Task objective. Copy the records below word for word, starting with the line that contains "man in yellow" and continuing through the final line of the records.

[Pointing and labeling entries]
_ _ _ _ _ _ _
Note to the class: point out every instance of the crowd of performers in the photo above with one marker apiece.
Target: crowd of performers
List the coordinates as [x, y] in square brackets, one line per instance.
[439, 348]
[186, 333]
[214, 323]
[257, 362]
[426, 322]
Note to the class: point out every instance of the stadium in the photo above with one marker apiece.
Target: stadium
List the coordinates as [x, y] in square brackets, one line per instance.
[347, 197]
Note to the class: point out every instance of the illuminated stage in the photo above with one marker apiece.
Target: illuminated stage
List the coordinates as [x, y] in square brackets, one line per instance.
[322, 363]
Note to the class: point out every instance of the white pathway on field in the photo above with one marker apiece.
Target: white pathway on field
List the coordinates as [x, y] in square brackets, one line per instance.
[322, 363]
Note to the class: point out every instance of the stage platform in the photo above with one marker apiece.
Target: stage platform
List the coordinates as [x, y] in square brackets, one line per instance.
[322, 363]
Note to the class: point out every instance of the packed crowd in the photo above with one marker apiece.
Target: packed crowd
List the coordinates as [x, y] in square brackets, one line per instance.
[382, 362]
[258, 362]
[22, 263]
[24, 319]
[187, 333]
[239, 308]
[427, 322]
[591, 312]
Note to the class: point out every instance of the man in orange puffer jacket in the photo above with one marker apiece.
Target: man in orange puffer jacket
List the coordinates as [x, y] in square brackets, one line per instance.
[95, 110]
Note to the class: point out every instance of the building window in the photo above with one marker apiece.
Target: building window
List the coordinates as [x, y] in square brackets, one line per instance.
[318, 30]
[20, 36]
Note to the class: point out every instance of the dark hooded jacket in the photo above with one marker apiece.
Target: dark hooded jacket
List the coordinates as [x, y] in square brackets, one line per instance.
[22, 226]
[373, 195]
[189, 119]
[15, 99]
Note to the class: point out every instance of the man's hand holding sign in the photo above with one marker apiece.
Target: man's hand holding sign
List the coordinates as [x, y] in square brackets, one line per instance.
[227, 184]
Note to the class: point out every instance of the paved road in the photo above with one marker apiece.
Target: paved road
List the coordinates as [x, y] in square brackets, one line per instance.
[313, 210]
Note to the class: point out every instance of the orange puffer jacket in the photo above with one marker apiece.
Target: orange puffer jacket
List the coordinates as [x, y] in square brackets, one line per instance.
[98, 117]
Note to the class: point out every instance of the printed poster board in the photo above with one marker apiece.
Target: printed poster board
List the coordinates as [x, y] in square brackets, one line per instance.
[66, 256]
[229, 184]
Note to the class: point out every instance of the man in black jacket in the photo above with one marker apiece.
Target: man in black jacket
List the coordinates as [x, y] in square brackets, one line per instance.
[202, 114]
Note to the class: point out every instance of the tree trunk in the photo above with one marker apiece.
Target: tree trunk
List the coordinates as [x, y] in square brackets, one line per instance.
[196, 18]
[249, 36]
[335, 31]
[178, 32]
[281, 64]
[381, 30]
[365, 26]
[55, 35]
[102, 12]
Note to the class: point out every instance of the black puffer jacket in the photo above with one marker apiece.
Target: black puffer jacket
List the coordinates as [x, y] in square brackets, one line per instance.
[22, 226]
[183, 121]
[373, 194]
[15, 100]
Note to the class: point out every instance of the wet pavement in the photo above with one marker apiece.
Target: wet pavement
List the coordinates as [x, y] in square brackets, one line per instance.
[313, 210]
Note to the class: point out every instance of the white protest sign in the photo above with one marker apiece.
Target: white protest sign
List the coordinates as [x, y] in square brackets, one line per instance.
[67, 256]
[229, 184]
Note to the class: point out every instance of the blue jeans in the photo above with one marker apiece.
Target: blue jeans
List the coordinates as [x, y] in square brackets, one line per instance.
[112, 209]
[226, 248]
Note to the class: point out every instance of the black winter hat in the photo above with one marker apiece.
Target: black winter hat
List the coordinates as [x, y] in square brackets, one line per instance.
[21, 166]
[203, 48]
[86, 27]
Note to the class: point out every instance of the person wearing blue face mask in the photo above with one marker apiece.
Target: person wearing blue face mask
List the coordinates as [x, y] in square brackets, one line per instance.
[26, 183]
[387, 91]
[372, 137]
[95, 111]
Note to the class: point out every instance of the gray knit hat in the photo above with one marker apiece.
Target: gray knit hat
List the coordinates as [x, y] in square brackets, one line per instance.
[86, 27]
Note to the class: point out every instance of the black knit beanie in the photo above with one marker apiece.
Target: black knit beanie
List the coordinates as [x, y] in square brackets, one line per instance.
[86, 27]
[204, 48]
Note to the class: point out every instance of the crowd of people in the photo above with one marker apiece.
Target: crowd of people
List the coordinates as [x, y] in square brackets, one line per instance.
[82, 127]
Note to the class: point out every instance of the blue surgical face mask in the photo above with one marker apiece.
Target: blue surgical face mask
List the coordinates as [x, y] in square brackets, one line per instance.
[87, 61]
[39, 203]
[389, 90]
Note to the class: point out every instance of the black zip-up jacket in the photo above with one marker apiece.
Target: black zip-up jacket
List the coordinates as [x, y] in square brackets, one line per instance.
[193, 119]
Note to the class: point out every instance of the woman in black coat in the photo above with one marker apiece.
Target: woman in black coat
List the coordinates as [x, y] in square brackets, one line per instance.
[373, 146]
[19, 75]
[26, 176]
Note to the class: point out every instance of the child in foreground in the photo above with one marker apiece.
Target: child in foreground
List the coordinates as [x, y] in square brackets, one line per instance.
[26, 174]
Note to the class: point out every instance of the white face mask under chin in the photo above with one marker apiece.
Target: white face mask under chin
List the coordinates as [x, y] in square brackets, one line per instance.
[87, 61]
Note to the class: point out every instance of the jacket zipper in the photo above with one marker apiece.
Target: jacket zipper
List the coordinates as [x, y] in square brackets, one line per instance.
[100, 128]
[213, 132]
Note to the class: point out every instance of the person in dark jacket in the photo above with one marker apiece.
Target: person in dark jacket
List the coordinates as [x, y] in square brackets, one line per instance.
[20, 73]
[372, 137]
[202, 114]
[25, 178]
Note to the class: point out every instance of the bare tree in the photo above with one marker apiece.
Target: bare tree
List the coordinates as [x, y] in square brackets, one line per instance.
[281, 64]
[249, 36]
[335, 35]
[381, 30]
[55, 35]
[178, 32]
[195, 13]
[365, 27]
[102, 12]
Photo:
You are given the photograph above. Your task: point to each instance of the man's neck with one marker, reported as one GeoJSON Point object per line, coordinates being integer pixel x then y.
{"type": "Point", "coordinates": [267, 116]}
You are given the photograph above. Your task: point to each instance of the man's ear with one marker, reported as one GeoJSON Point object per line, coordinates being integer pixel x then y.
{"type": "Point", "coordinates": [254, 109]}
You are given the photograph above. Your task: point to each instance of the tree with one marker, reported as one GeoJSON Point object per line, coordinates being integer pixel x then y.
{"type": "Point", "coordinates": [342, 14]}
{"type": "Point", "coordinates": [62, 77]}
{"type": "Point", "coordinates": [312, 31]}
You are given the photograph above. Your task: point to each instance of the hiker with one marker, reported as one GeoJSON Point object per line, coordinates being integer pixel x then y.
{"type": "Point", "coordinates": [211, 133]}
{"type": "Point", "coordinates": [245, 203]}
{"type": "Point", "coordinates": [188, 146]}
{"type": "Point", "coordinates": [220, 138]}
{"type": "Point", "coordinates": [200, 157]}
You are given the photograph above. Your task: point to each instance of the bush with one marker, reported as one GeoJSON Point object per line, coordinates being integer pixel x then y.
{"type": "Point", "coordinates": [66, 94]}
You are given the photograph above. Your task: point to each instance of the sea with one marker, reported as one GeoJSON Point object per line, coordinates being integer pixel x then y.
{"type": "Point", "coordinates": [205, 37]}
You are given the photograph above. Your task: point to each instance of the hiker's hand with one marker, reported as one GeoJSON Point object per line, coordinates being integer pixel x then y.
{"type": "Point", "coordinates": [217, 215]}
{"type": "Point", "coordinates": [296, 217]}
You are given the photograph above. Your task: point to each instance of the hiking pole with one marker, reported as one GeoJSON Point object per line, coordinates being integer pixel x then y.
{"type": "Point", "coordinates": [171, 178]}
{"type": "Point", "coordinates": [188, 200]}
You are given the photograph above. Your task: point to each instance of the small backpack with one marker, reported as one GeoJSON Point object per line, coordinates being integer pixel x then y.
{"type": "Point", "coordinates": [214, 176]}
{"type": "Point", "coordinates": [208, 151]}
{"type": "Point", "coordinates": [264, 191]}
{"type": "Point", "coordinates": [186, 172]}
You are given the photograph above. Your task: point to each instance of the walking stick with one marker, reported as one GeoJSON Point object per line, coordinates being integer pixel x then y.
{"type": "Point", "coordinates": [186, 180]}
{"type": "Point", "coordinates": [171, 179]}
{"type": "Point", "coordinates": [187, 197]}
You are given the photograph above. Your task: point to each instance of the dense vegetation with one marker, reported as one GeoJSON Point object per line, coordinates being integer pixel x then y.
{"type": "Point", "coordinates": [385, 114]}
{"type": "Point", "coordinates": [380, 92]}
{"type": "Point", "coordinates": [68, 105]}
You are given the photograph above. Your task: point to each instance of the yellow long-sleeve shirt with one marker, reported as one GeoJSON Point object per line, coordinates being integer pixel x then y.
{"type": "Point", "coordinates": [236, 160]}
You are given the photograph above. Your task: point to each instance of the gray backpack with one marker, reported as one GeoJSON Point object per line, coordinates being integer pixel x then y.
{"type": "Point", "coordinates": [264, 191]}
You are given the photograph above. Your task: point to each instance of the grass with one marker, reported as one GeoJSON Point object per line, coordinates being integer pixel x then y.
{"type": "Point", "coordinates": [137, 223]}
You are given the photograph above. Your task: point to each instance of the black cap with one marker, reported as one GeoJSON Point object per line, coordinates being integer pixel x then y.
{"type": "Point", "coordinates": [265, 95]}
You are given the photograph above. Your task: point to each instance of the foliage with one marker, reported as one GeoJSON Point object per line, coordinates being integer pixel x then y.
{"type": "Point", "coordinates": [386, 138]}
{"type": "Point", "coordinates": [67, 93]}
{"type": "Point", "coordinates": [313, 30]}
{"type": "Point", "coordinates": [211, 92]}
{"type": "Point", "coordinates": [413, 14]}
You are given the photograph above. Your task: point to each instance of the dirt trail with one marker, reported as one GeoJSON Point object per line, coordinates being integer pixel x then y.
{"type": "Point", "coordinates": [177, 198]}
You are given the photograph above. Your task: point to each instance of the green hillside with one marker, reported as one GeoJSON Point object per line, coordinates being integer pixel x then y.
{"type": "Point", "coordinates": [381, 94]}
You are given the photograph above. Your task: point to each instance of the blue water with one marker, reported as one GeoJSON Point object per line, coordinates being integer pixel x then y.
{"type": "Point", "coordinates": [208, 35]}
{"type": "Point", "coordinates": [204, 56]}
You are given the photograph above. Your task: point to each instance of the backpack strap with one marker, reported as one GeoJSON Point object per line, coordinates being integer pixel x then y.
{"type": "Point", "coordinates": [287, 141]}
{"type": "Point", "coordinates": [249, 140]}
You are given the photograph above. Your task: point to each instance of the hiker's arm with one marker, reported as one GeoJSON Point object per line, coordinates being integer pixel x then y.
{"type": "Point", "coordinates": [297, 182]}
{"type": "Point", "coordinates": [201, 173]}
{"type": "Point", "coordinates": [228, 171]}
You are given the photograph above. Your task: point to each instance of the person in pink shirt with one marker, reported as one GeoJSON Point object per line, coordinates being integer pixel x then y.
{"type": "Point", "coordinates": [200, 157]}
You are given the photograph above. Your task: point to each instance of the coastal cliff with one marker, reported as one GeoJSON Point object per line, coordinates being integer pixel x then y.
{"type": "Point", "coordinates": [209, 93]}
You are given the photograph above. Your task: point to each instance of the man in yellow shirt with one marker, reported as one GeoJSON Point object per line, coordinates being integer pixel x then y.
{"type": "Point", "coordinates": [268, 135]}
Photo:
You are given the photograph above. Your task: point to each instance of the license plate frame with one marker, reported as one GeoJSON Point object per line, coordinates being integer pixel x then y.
_ _ _ _ _ _ _
Solution below.
You are given the photograph above. Your task: point to each instance of the man in yellow shirt with one marker, reported as one GeoJSON Point object per line, coordinates being integer pixel x then y.
{"type": "Point", "coordinates": [268, 135]}
Photo:
You are given the photograph above. Your task: point to each instance of the license plate frame with one marker, reported as one GeoJSON Point object per line, coordinates being integer pixel x then y.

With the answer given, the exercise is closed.